● **Выбранный отрывок**:
Каждый должен очистить кубометр кирпичей и аккуратно уложить их в штабель. Попытки сжульничать и сложить штабель с пустотами наказываются лишением хлебной пайки и сверхурочной работой до тех пор, пока штабель не будет заполнен и начальник доволен. А домой пойдут все только после того, как свою кучу кирпича закончит последний. Помочь отставшим значило бы сократить время ожидания, но и здесь каждый сам за себя, разве что захочет помочь друг.

Единственный проблеск в этом нудном существовании — хорошенькая русская девушка, сидящая у большого фонтана рано утром, около шести часов, когда мы маршируем из лагеря по узкой улочке по направлению к площади.

А я стараюсь идти в левом ряду, чтобы поймать ее взгляд. Наконец это удается. Теперь мы каждый день обмениваемся взглядами. Почему молодая женщина сидит здесь ранним утром? Ей, наверное, лет двадцать, а может, и меньше. Я заранее радуюсь каждое утро и надеюсь, что охрана не поведет нас другой дорогой.

Колонна пленных проходит каждый раз совсем рядом с фонтаном, и вот сегодня незнакомка перебрасывает мне маленький сверток, там кусочек хлеба и половина огурца. Охранник ничего не заметил. И так теперь почти каждый день — ко мне летит сверток с чем-нибудь съедобным; это яблоко, помидор или еще что-нибудь.

У нас, наверное, жалкий вид в наших лохмотьях. Мне-то еще не так плохо, в госпитале я получил не только новое белье, но и форменную одежду. Но она ведь одна, и в ней каждый день с кирпичами возишься… Сегодня я напрасно высматриваю мою благодетельницу, ее у фонтана нет. Нет и на следующий день, и я грустно топаю мимо.

Каждое утро снова и снова надеюсь, что моя прекрасная незнакомка будет сидеть у фонтана, но мои тайные желания не сбываются. Но вот мы сворачиваем за угол, направляясь к развалинам дома, где нас заставляют работать, и тут из-за стены выскакивает она, сует мне прямо в руку конвертик, и — нет ее, исчезла в развалинах. В руках у меня записка русскими буквами, кириллицей, строки выглядят как стихотворение. Когда вернусь сегодня в лагерь, надо будет прежде всего найти моего Гельмута, моего «учителя» русского языка. Он бы мне это перевел, но я ведь после госпиталя еще не видел его ни разу.

● **Задание**: Продолжите, пожалуйста, отрывок о колонне пленных и девушке у фонтана, начав сразу после его последнего предложения.

● **Записи**:
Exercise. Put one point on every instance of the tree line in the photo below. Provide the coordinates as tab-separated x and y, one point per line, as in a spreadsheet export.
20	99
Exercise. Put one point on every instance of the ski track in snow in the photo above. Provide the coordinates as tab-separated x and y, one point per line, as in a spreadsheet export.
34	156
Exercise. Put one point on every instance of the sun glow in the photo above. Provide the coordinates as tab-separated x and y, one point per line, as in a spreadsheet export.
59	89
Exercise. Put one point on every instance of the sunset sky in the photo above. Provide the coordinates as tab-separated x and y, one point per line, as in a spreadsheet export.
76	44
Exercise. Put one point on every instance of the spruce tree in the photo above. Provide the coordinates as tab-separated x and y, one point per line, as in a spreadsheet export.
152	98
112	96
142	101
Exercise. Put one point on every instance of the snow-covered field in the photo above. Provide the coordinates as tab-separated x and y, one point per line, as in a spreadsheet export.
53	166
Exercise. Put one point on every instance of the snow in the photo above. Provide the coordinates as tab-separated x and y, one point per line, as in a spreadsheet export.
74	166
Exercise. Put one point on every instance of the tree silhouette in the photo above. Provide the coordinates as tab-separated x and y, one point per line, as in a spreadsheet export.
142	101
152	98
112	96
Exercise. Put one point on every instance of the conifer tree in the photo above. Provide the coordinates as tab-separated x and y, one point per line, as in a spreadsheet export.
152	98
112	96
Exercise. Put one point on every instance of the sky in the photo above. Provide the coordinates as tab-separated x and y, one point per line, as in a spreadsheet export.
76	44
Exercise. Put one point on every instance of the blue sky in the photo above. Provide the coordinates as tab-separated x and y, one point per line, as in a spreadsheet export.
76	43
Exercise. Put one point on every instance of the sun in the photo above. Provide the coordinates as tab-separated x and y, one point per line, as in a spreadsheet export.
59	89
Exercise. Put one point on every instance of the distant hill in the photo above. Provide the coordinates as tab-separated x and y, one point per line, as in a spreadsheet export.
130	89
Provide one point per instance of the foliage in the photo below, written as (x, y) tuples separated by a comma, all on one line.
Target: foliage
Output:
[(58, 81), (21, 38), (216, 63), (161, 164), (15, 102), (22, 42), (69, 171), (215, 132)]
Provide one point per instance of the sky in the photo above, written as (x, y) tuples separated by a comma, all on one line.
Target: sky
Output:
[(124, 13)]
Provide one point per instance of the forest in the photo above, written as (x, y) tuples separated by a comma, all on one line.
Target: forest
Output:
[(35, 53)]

● **Ответ на задание**:
Как ни ищу вечером, найти его не могу. Кто-то рассказывает мне, что однажды ночью его увела охрана. Но потом я нашел еще одного товарища, которого знал еще по лагерю в Ченстохове, и он перевел мне записку. Это любовный стишок:

Ты хочешь знать, кого люблю я,
Его не трудно отгадать.
Будь повнимательней, читая!
Яснее не могу сказать.

И по первым буквам строк читается: «Тебя», Tebja…

Первый стих по-русски! Я его заучил как молитву. Тихо повторяю сам себе; вся моя симпатия к этой юной женщине — в этих строчках. Это любовь? Я не знаю, раньше у меня была только школьная дружба с девочкой из нашего класса. Так это любовь? Наверное, да, ведь даже мысль о любви с этой русской красавицей вызывает у меня подъем чувств, но в то же время — и разочарование; ведь я пленный и ничем не могу доказать ей мою любовь… И я ломаю голову — что и как я бы сделал, если бы мне такую возможность. С этими прекрасными мыслями я в конце концов и засыпаю на нарах. Спать на мраморных подоконниках, где я, бывало, устраивался, теперь строго запрещено. Если кого застанут ночью, получит сапогом под зад за невыполнение приказа коменданта лагеря. Помещения, в которых спят по 100 и 150 человек, обходят с проверками и ночью.

Через две недели меня определили в строительную бригаду, подручным штукатура. Русскую девушку я не видел с тех пор, как она дала мне записку со стихом. Недели через три-четыре я уже научился штукатурить стену; правда, мастеру пока приходится кое-что поправлять за мной. Но я стараюсь, и дело движется. У нас хорошие отношения с русскими коллегами, каменщиками и штукатурами. Бывает, угощают нас куском хлеба, огурцом, помидором. Перепадает и табак с обрывками газеты «Правда». Из газетной бумаги русские скручивают свои сигареты, Papirossi. Это они могут делать хоть не глядя, не вынимая руку из кармана, где насыпана Machorka, табачная крошка. Один русский стал меня учить, но мне это не нужно, я табак и газету поменяю в лагере на хлеб и сахар.